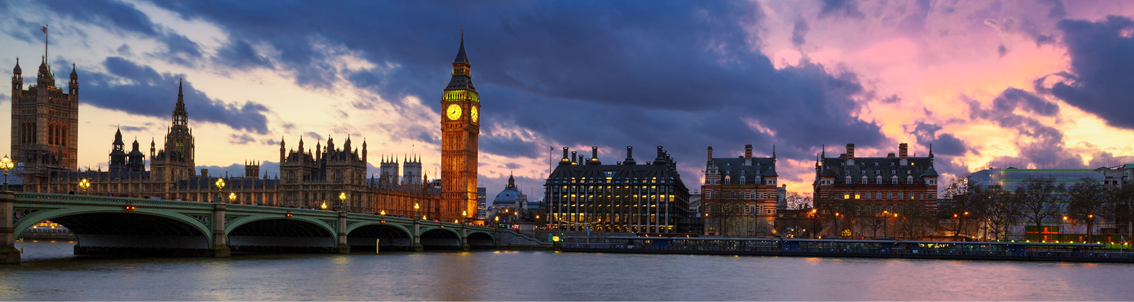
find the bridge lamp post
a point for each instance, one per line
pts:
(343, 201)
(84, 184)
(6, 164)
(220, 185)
* * * *
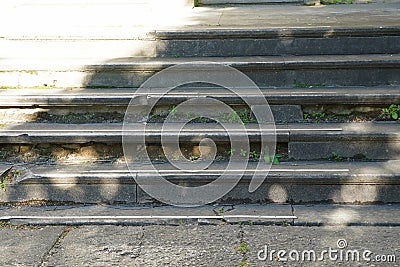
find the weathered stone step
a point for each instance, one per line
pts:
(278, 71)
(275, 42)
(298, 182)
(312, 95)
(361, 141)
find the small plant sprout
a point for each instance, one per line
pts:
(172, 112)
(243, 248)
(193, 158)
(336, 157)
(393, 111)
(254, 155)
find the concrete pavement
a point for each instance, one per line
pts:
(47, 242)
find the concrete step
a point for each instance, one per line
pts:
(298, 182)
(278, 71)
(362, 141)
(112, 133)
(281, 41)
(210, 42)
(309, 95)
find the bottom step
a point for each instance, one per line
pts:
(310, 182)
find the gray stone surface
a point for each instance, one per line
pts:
* * * *
- **What to do**:
Pull out each line of the data above that contains the word "stone", copying every one in full.

- **Answer to the exercise**:
find the weathered stone step
find the gray stone surface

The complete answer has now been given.